CONSIGNE DE TRAVAIL 1: D'après l'extrait, sur quoi nos dirigeants s'appuient-ils davantage que sur des convictions ?
CONSIGNE DE TRAVAIL 2: Recopiez à l'identique le passage de l'extrait allant de "Les beaux sentiments" à "aux repères brouillés.".
CONSIGNE DE TRAVAIL 3: Relevez tous les groupes nominaux de l'extrait introduits par un déterminant possessif.
::: EXTRAIT DU TEXTE
Les beaux sentiments alimentent des sites Internet qui, sous d’élégants
prétextes, les proposent à la consommation. Même nos dirigeants s’appuient
davantage sur des techniques de communication que sur des convictions, comme si
la politique consistait aujourd’hui à emporter des parts de marché… On conçoit
que pour ceux qui n’adhérent pas à cette société parce que leurs origines ou
leurs traditions les en éloignent, et qui ne s’imaginent pas non plus pouvoir y
trouver un jour une reconnaissance quelconque, la cause djihadiste, dans sa
simplicité, puisse être tentante. Elle a de plus l’intérêt de fournir des
règles de conduite tranchées qui rassurent ceux que perturbe ce monde complexe
aux repères brouillés.
Axel Dyèvre : Le
profil des terroristes islamistes est assez difficile à cerner de manière
précise. Bien entendu, ils sont tous musulmans que ce soit “d’origine”
::::::
::: DONNÉES FOURNIES
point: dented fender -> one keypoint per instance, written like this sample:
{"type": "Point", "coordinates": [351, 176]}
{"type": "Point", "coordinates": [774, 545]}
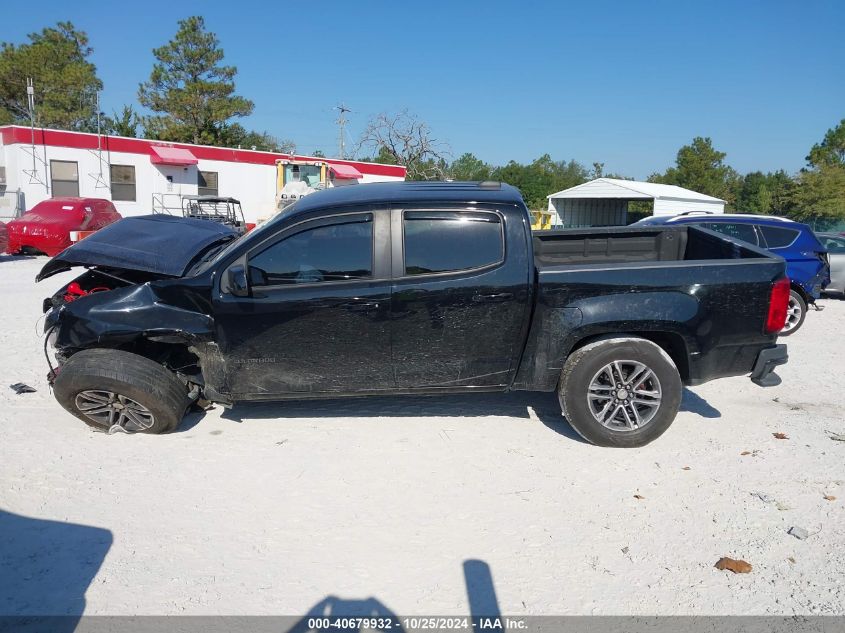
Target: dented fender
{"type": "Point", "coordinates": [122, 315]}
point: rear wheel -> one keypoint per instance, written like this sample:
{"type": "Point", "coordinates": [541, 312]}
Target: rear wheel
{"type": "Point", "coordinates": [622, 392]}
{"type": "Point", "coordinates": [796, 310]}
{"type": "Point", "coordinates": [106, 387]}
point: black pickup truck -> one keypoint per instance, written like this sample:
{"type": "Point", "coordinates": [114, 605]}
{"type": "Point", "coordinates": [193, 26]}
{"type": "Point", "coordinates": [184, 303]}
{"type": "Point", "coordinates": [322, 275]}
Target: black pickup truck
{"type": "Point", "coordinates": [412, 288]}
::::::
RÉPONSE ATTENDUE 1: Sur des techniques de communication.

RÉPONSE ATTENDUE 2:
Les beaux sentiments alimentent des sites Internet qui, sous d’élégants
prétextes, les proposent à la consommation. Même nos dirigeants s’appuient
davantage sur des techniques de communication que sur des convictions, comme si
la politique consistait aujourd’hui à emporter des parts de marché… On conçoit
que pour ceux qui n’adhérent pas à cette société parce que leurs origines ou
leurs traditions les en éloignent, et qui ne s’imaginent pas non plus pouvoir y
trouver un jour une reconnaissance quelconque, la cause djihadiste, dans sa
simplicité, puisse être tentante. Elle a de plus l’intérêt de fournir des
règles de conduite tranchées qui rassurent ceux que perturbe ce monde complexe
aux repères brouillés.

RÉPONSE ATTENDUE 3: nos dirigeants ; leurs origines ; leurs traditions ; sa simplicité